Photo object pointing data
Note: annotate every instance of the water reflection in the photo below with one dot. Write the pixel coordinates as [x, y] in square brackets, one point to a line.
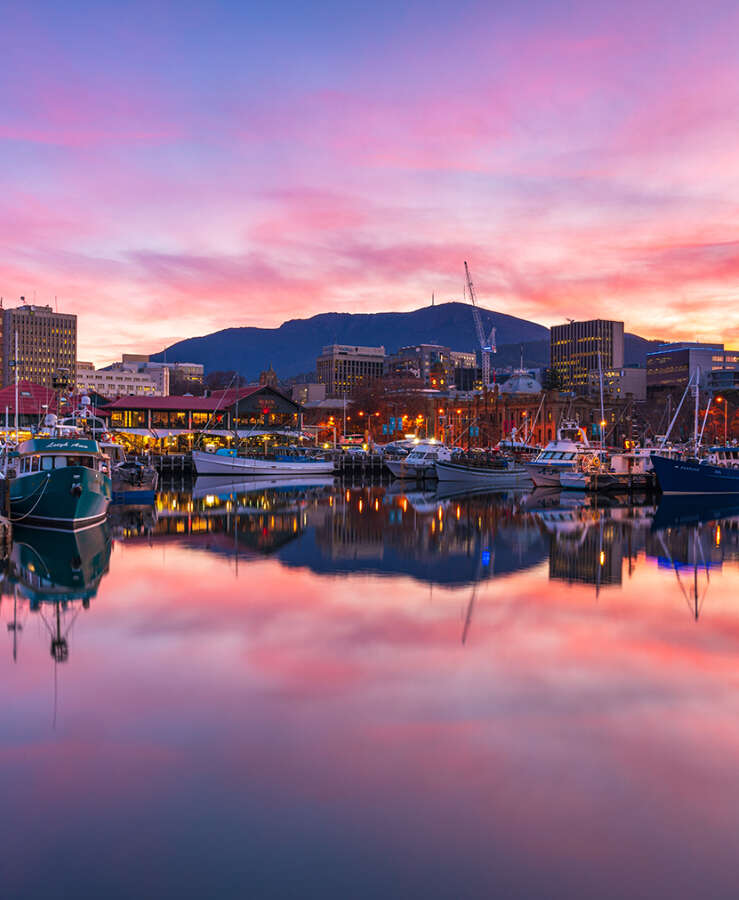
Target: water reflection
[366, 692]
[53, 575]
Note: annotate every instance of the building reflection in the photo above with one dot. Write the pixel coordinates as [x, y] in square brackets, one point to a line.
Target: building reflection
[590, 545]
[434, 537]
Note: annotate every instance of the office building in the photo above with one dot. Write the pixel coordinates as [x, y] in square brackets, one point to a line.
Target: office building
[343, 368]
[434, 364]
[671, 366]
[630, 381]
[113, 382]
[47, 346]
[580, 348]
[183, 377]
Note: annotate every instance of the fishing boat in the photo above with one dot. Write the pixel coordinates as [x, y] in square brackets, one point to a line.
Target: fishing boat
[500, 472]
[420, 462]
[226, 461]
[225, 487]
[559, 455]
[718, 473]
[59, 483]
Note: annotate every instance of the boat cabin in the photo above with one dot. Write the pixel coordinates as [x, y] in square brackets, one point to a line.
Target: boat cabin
[46, 454]
[724, 456]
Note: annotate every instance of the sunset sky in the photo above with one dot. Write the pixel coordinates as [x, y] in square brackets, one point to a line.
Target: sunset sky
[169, 169]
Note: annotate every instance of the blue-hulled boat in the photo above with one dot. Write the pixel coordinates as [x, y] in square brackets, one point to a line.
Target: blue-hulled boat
[59, 483]
[718, 473]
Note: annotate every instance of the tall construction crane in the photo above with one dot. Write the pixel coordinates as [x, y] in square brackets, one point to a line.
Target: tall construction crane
[486, 346]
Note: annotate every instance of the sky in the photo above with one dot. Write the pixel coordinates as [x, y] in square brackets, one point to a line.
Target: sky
[171, 169]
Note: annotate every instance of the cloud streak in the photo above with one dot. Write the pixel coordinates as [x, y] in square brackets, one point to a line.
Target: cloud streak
[588, 167]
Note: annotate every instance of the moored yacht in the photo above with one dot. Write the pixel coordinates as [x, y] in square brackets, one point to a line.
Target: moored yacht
[420, 462]
[559, 455]
[718, 473]
[60, 483]
[226, 461]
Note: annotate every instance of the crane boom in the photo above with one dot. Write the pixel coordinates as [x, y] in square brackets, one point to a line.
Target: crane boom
[486, 346]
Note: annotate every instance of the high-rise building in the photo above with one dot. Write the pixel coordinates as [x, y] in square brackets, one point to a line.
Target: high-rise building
[343, 368]
[673, 365]
[113, 383]
[579, 348]
[47, 346]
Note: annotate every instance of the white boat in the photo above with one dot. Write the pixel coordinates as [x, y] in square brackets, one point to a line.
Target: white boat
[226, 486]
[420, 462]
[559, 455]
[503, 473]
[226, 462]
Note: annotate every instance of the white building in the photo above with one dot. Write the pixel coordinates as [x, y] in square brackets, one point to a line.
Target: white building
[112, 383]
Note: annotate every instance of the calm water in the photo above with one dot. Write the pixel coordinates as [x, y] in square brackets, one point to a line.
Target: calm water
[321, 693]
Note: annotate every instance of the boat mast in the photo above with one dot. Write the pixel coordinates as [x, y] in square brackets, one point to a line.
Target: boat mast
[602, 411]
[697, 404]
[16, 386]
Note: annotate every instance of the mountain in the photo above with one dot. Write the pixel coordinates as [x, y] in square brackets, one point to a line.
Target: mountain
[293, 347]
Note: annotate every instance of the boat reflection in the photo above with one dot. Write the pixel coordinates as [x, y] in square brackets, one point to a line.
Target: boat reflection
[55, 575]
[430, 535]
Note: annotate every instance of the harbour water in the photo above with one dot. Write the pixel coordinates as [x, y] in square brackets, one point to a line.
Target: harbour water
[364, 692]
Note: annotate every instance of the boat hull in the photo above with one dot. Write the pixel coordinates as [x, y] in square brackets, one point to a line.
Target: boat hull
[214, 464]
[677, 476]
[401, 469]
[69, 498]
[481, 475]
[545, 476]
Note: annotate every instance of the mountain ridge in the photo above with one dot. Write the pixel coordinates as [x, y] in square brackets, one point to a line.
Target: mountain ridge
[292, 347]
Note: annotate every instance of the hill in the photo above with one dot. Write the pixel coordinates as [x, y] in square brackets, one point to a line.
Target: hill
[293, 347]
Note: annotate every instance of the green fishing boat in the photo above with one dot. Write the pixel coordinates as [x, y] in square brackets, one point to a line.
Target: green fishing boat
[60, 483]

Exercise task. Rewrite the data starting at the line that contains "Note: annotate every instance of the hill" and ending at the end of the data, substituting "knoll" for "hill" and leaving everything else unchanged.

Expected answer.
Note: annotate every instance of the knoll in the photo above with one dot. Write the pixel coordinates as [x, y] in square brackets, one point to a line.
Target: knoll
[293, 347]
Note: annotate every instance of the green fishing boat in the photo above with one dot. Write the pixel coordinates as [x, y] in square brackets, one point to a line.
Target: green fishing boat
[60, 483]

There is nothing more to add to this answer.